>> start Exercise data
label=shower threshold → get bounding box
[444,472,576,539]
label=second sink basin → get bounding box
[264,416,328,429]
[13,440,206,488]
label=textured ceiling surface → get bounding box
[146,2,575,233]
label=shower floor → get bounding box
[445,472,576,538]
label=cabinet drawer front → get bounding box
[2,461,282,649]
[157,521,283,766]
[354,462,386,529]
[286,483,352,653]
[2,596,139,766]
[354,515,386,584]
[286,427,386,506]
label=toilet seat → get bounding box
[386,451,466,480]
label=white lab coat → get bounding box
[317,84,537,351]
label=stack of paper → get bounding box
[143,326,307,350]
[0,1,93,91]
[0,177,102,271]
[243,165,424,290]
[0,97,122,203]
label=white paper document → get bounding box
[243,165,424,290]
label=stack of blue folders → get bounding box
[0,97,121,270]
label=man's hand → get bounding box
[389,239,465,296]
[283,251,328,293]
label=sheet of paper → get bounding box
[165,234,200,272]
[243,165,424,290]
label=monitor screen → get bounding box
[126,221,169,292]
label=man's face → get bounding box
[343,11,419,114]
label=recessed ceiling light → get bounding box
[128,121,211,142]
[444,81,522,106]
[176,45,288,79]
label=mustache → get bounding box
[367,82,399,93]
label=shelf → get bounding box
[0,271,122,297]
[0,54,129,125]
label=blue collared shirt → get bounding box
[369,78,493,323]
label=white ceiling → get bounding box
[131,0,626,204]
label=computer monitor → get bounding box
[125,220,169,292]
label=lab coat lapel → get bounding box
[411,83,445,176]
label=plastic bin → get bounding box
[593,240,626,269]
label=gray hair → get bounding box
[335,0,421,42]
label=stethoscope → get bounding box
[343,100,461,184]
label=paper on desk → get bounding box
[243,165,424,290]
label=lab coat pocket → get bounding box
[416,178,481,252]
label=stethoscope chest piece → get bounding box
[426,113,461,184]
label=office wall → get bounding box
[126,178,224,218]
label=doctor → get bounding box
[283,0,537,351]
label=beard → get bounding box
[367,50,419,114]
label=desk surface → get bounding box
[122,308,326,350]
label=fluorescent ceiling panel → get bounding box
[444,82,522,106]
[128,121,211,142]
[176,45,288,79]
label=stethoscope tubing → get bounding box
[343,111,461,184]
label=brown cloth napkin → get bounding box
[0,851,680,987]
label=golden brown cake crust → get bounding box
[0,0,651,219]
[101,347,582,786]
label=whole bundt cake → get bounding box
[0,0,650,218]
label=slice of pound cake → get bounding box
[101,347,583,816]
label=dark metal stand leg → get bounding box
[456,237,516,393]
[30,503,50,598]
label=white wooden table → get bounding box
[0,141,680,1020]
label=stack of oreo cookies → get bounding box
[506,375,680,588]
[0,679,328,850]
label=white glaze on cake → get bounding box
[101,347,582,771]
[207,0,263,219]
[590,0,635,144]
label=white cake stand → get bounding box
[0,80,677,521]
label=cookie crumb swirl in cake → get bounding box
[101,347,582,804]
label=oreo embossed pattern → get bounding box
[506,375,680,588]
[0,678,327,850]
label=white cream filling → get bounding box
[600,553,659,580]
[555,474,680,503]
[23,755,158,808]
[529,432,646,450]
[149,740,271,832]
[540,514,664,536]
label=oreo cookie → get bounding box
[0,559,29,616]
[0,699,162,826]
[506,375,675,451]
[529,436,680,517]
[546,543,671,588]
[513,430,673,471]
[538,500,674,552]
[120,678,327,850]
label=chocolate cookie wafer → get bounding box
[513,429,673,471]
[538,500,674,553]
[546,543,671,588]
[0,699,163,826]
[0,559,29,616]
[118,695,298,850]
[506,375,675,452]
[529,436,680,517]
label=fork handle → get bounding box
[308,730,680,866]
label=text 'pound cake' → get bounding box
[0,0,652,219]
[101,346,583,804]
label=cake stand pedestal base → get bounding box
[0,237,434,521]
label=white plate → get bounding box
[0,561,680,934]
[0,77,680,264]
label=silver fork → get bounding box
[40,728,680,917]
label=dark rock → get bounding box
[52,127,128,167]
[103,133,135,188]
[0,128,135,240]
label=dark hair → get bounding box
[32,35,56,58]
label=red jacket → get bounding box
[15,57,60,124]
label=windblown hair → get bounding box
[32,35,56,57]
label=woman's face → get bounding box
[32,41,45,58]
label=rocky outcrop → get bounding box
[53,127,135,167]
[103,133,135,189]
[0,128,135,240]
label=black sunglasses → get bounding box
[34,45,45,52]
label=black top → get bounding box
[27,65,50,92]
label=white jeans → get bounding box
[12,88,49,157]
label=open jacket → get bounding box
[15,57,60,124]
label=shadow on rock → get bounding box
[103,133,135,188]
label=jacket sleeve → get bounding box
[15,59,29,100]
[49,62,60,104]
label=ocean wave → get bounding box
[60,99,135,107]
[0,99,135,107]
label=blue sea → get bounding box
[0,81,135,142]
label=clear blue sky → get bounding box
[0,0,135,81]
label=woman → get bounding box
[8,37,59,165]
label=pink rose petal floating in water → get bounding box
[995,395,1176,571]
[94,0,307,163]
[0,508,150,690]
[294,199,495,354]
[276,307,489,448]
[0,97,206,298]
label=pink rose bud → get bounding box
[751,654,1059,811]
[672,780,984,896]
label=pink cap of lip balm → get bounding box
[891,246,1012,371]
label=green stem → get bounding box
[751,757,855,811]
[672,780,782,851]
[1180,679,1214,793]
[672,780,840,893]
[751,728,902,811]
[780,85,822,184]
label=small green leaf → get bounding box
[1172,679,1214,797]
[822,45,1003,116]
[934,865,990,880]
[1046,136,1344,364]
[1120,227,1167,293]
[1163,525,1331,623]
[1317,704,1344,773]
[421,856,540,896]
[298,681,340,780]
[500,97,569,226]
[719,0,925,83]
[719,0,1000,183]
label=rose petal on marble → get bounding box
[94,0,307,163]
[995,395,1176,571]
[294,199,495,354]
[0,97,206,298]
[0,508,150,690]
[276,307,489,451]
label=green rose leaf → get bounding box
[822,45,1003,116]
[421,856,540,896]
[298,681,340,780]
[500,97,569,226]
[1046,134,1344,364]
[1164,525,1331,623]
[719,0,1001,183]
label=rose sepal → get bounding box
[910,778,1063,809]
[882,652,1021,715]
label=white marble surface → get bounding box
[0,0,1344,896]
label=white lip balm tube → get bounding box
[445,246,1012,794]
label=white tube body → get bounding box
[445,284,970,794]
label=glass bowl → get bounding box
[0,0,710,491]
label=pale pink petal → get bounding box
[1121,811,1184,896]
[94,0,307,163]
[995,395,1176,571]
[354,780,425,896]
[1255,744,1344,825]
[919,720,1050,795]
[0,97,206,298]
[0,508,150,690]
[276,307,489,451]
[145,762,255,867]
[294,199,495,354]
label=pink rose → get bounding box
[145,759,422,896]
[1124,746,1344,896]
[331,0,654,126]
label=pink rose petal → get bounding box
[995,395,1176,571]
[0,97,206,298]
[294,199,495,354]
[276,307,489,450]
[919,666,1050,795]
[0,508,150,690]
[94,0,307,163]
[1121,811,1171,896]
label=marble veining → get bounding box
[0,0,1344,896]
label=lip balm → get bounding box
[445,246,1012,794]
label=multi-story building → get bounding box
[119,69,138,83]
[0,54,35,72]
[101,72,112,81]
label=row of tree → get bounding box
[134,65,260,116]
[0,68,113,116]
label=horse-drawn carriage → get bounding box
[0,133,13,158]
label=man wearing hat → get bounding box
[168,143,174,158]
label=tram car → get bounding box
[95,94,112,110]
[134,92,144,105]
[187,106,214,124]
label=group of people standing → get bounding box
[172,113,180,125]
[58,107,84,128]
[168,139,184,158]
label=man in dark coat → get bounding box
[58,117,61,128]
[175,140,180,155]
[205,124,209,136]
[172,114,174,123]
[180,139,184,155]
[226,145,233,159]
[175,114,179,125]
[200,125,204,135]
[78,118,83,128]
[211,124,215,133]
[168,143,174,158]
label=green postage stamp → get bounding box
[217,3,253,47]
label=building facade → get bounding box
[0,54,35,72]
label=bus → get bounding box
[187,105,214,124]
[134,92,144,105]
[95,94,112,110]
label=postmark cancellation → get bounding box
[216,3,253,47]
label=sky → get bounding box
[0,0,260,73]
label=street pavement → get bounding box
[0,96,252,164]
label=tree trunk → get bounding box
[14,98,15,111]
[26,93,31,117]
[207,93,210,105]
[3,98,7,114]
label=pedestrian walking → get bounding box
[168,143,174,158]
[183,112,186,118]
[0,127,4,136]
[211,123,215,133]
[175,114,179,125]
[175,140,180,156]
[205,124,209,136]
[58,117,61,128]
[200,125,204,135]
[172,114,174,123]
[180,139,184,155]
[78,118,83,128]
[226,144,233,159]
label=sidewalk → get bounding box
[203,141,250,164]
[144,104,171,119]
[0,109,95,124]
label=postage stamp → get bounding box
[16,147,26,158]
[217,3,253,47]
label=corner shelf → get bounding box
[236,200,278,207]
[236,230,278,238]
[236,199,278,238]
>> end Exercise data
Task details
Reproduce verbatim the lines above, starting at the line that contains "label=doctor → get bounding box" and ending at the line that contains "[0,678,327,850]", with both of those lines included.

Written response
label=doctor → get bounding box
[283,0,537,351]
label=beard → get bounding box
[367,50,419,114]
label=desk surface → get bounding box
[122,308,326,350]
label=fluorescent ceiling panel → get bounding box
[444,82,522,106]
[128,121,211,142]
[176,45,288,79]
label=stethoscope tubing → get bounding box
[343,111,461,184]
label=brown cloth napkin → get bounding box
[0,851,680,987]
label=golden brown cake crust → get bounding box
[0,0,651,219]
[101,347,582,786]
label=whole bundt cake → get bounding box
[0,0,650,218]
label=slice of pound cake → get bounding box
[101,347,583,816]
label=dark metal stand leg → get bounding box
[456,237,516,393]
[30,503,50,598]
label=white wooden table → get bounding box
[0,141,680,1020]
label=stack of oreo cookies → get bounding box
[506,375,680,588]
[0,679,328,850]
label=white glaze on cake → get bounding box
[101,347,582,771]
[207,0,263,219]
[590,0,635,144]
label=white cake stand → get bounding box
[0,80,677,521]
label=cookie crumb swirl in cake → get bounding box
[101,347,582,804]
label=oreo embossed pattern → get bounding box
[506,375,680,588]
[0,678,327,850]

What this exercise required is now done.